Last week’s travel-ban ruling by the U.S. Court of Appeals for the Fourth Circuit is a travesty. Not because the underlying policy is anything to write home about. As I wrote when the second executive order came out in March, “[r]efugees generally aren’t a security threat, for example, and it’s unclear whether vetting or visa-issuing procedures in the six remaining targeted countries represent the biggest weakness in our border defenses or ability to prevent terrorism on American soil.” But the judiciary simply can’t substitute its own policy judgment for that of our elected representatives, no matter how well-informed judges may be or how misguided they think our political leaders may be.
Indeed, what’s going on here isn’t a sober legal analysis — incredibly, the majority opinion contains no discussion of the relevant statutory text, or of the scope of executive power in light of congressional policy (the so-called Youngstown Steel analysis) — but a wholesale rejection of Donald Trump. Essentially, the court ruled that anything the current president does, at least in the areas of immigration and national security, is de facto (and therefore de jure) illegitimate. The judiciary has joined the #resistance.
Of course, even a court engaged in civil disobedience has to clothe its willfulness in legal trappings. Here’s how that fig leaf looks here:
- Find “snowflake standing” to bring the lawsuit for individuals who haven’t personally been harmed but are experiencing “feelings of disparagement and exclusion.”
- As other courts have done, bypass the more technical analysis regarding statutory authorizations and restrictions on the executive power over immigration in order to pontificate on sexier constitutional claims (the opposite of the standard “constitutional avoidance” that courts practice).

[Extracted data records]
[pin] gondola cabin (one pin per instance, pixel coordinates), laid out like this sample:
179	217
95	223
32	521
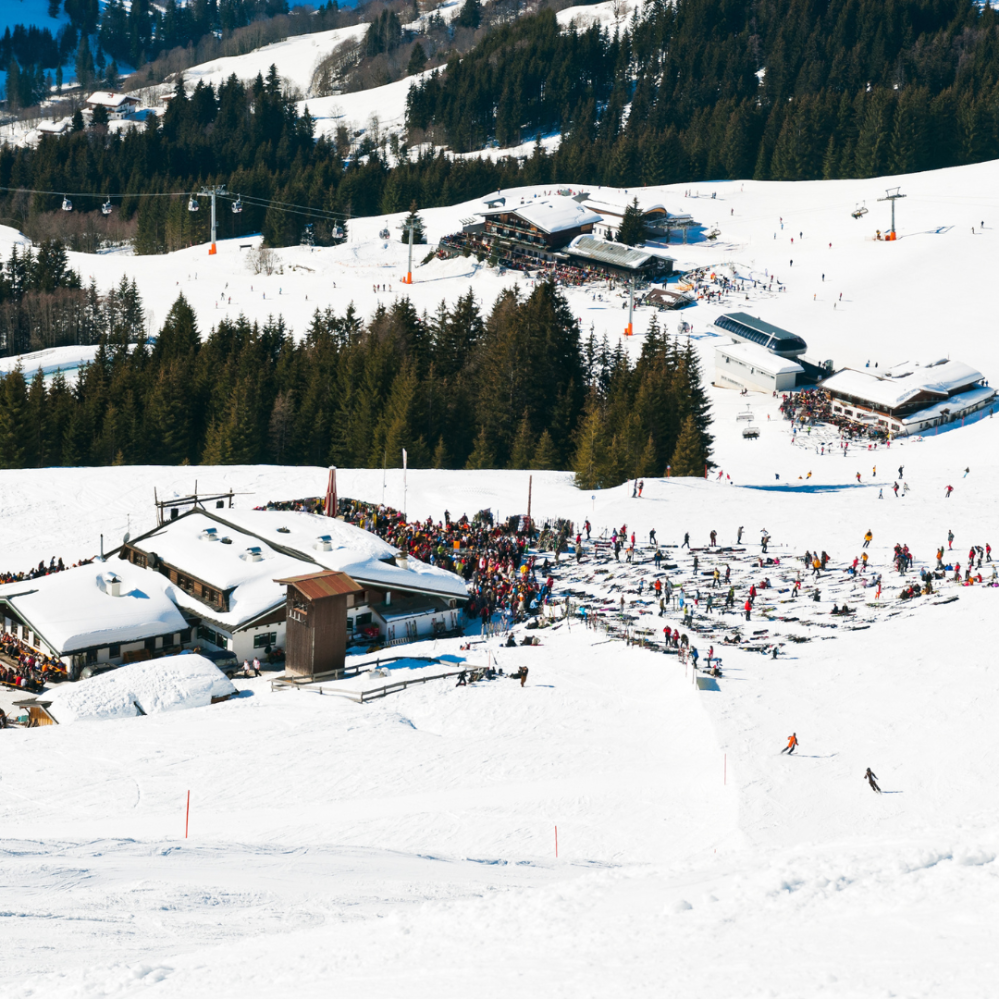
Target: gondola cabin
317	605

ACTIVITY LIST –
- 1) Do these statements agree with the commentary on the Fourth Circuit travel-ban ruling? (a) The author calls the underlying travel-ban policy admirable. (b) The majority opinion discusses the relevant statutory text. (c) The second executive order came out in March. Answer yes or no for each, quoting the deciding words of the commentary.
- 2) Pick up the commentary on the Fourth Circuit travel-ban ruling after its last sentence and carry it forward.
The records have no connection to the text.

YOUR WRITTEN ANSWERS –
- 1)
(a) No: "Not because the underlying policy is anything to write home about."
(b) No: "the majority opinion contains no discussion of the relevant statutory text"
(c) Yes: "when the second executive order came out in March"

- 2)
- Privilege various statements made by Donald Trump on the election trail, as well as media interviews by the president and his surrogates, over official determinations by the Departments of Justice and Homeland Security and the text of the revised executive order itself. Ignore the admissions of plaintiffs’ counsel that another president, one not burdened by the “forever taint” of Trump’s supposed bad faith, could lawfully execute the same order.
- Indeed, ignore the revisions to the executive order, even though they fix the problems that the first order’s hasty rollout created by, for example, providing exemptions not just to those with green cards and other valid visas, but also people with significant contacts to United States, students, children, urgent medical cases, and other special circumstances — as well as detailing reasons for the remaining restrictions.
- Find that the order violates the Establishment Clause by cherry-picking irrelevant precedents even though our immigration laws routinely classify would-be refugees and immigrants on religious grounds and the order only affects six of the 50 Muslim-majority countries, which contain but 13 percent of Muslims worldwide.
With no due respect, that’s not law. It’s another dog’s breakfast of a legal ruling which I won’t dignify with a full fisking. (Josh Blackman is a better man than I because he’s in the midst of a multi-part series that does unpack the opinions, and I also recommend the work of Peter Margulies, a progressive immigration and national-security expert who actually believes in the rule of law.)
Perhaps the worst thing about this ruling, and the identical one from the Ninth Circuit that we should get any day now, is that it makes me spend time supporting, as a matter of law, government actions that I don’t think are helpful to either immigration or national-security policy. It’s really the inverse of what I was doing in the late Obama years. As brother Josh says,
writing these (many) posts about the travel bans is not a particularly enjoyable or rewarding task, because I write in defense of policies I profoundly oppose. In many respects, my work on these cases is a mirror image to my previous work on the constitutionality [of] President Obama’s deferred action policies. While I supported DACA and DAPA as a matter of policy, I concluded they were unlawful. In contrast, while I oppose the travel bans as a matter of policy, I concluded they were lawful.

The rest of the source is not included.